Recorded data:
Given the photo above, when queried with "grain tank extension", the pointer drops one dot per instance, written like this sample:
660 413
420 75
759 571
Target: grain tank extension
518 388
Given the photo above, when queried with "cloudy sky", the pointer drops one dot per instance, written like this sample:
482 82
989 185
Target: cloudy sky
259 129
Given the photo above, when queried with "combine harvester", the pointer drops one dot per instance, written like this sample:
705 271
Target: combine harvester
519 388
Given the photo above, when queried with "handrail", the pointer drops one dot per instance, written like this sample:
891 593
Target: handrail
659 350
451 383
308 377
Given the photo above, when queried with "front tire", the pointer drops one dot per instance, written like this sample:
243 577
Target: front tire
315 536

#### [Written exercise]
Quote all of the entries exactly as they appear.

#### [Written answer]
Given the photo above, when queried with "grain tank extension", the pointer drops one dot per instance, written like this sample:
660 413
420 75
759 571
Target: grain tank extension
518 388
Given the photo above, when queried with "cloudy sky", the pointer drops one dot per instance, written like this sample:
482 82
989 185
Target: cloudy sky
259 129
Given the photo above, when queried with "combine harvester", the pointer drops one dot per instance, written like this sample:
705 271
Target: combine harvester
519 388
Given the photo above, when queried with "handrail", the pointer drops one dot per instance, written like this sample:
891 593
Target: handrail
659 350
451 383
308 377
Given the photo above, when queried with "front tire", the pointer drops one dot per instance, written like this sample:
243 577
Target: front tire
315 536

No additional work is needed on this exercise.